▶ [What the task requires]:
Format every answer line for each of the rows below as a JSON list of strings, one string per line, omitting blank lines.

▶ [Stored rows]:
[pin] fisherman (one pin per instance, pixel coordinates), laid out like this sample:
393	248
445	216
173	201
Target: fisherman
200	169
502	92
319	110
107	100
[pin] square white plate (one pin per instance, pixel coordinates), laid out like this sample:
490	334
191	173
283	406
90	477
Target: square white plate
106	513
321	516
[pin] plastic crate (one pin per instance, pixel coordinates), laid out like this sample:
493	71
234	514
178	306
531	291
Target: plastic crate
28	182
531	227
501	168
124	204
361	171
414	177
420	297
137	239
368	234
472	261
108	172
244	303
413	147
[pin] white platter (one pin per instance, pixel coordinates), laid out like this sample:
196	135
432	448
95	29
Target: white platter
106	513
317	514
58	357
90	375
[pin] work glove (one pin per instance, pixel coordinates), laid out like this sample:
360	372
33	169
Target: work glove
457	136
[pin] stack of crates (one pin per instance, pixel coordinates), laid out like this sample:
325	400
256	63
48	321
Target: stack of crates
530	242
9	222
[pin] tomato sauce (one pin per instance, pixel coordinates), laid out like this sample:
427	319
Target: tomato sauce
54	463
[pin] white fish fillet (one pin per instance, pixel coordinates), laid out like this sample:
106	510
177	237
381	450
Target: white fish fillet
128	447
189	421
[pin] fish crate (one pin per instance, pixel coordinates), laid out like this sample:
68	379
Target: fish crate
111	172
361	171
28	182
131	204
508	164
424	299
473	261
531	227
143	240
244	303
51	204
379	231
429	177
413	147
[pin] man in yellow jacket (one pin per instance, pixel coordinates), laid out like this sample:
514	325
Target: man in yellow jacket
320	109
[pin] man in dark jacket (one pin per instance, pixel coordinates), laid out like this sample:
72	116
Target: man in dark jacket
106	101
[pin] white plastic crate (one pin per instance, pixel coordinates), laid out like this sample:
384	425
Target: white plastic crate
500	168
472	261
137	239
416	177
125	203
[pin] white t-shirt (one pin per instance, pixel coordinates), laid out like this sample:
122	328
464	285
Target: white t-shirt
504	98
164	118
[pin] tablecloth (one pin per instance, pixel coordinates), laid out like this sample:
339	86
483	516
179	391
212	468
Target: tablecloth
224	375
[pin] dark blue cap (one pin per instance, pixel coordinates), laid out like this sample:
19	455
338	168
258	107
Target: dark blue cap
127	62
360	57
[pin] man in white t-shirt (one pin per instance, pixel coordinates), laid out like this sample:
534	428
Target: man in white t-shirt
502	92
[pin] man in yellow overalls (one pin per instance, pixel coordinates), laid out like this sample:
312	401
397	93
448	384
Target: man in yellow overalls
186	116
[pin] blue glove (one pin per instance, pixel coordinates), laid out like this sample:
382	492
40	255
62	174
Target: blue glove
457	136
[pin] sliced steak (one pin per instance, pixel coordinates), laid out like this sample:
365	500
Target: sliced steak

▶ [Response for this exercise]:
[
  "[pin] fisherman (one pin per instance, pixel coordinates), laid out like this sample:",
  "393\t248",
  "445\t216",
  "173\t201",
  "Target: fisherman",
  "200\t169",
  "502\t92",
  "319\t110",
  "107\t100",
  "[pin] square white plate (one pin per instance, pixel coordinates), laid out like this sample:",
  "490\t334",
  "191\t173",
  "283\t406",
  "90\t477",
  "Target: square white plate",
  "106\t513",
  "321\t516",
  "[pin] plastic crate (one pin per instance, pixel coordinates), laid out like this sample:",
  "493\t71",
  "234\t514",
  "178\t306",
  "531\t291",
  "Target: plastic crate",
  "28\t182",
  "531\t227",
  "501\t168",
  "124\t204",
  "361\t171",
  "414\t177",
  "420\t297",
  "137\t239",
  "368\t234",
  "472\t261",
  "108\t172",
  "244\t303",
  "413\t147",
  "[pin] white platter (one pin per instance, pixel coordinates), laid out like this sample:",
  "196\t135",
  "432\t448",
  "95\t29",
  "Target: white platter",
  "106\t513",
  "317\t514",
  "58\t357",
  "90\t375",
  "[pin] work glove (one pin per instance, pixel coordinates), laid out like this sample:",
  "360\t372",
  "33\t169",
  "Target: work glove",
  "457\t136",
  "[pin] stack of crates (one pin per instance, pixel coordinates), laid out like this sample:",
  "325\t400",
  "256\t63",
  "48\t321",
  "Target: stack of crates",
  "530\t242",
  "9\t222",
  "[pin] tomato sauce (one pin per instance, pixel coordinates), laid out like this sample:",
  "427\t319",
  "Target: tomato sauce",
  "54\t463",
  "[pin] white fish fillet (one pin per instance, pixel coordinates), laid out like this sample:",
  "106\t510",
  "177\t237",
  "381\t450",
  "Target: white fish fillet",
  "128\t447",
  "189\t421",
  "[pin] fish crate (one pin per instance, pixel coordinates), laid out like this sample:",
  "68\t379",
  "Target: fish crate",
  "111\t172",
  "361\t171",
  "28\t182",
  "131\t204",
  "508\t164",
  "424\t299",
  "473\t261",
  "531\t227",
  "143\t240",
  "244\t303",
  "51\t204",
  "379\t231",
  "429\t177",
  "413\t147",
  "[pin] man in yellow jacket (one pin per instance, pixel coordinates), laid out like this sample:",
  "514\t325",
  "Target: man in yellow jacket",
  "320\t109",
  "[pin] man in dark jacket (one pin per instance, pixel coordinates), laid out like this sample:",
  "72\t116",
  "Target: man in dark jacket",
  "106\t101",
  "[pin] white plastic crate (one pin per instance, pixel coordinates), laid out like this sample:",
  "384\t425",
  "Target: white plastic crate",
  "500\t168",
  "472\t261",
  "137\t239",
  "416\t177",
  "125\t203",
  "[pin] white t-shirt (one pin per instance, pixel coordinates), laid out like this sample:",
  "122\t328",
  "464\t285",
  "Target: white t-shirt",
  "504\t98",
  "164\t118",
  "[pin] tablecloth (one pin per instance, pixel coordinates), laid out like this sample:",
  "339\t86",
  "483\t516",
  "179\t391",
  "212\t468",
  "Target: tablecloth",
  "224\t375",
  "[pin] dark blue cap (one pin per instance, pixel coordinates), laid out like this sample:",
  "19\t455",
  "338\t168",
  "258\t107",
  "Target: dark blue cap",
  "127\t62",
  "360\t57",
  "[pin] man in white t-shirt (one pin per instance, pixel coordinates), laid out like this sample:",
  "534\t428",
  "Target: man in white t-shirt",
  "502\t92",
  "[pin] man in yellow overalls (one pin per instance, pixel coordinates), laid out like this sample:",
  "312\t401",
  "397\t93",
  "448\t384",
  "Target: man in yellow overalls",
  "186\t116",
  "[pin] blue glove (one pin per instance, pixel coordinates), laid out like this sample:",
  "382\t492",
  "40\t255",
  "62\t174",
  "Target: blue glove",
  "457\t136",
  "[pin] sliced steak (one pin per instance, pixel coordinates), laid out like this sample:",
  "365\t500",
  "Target: sliced steak"
]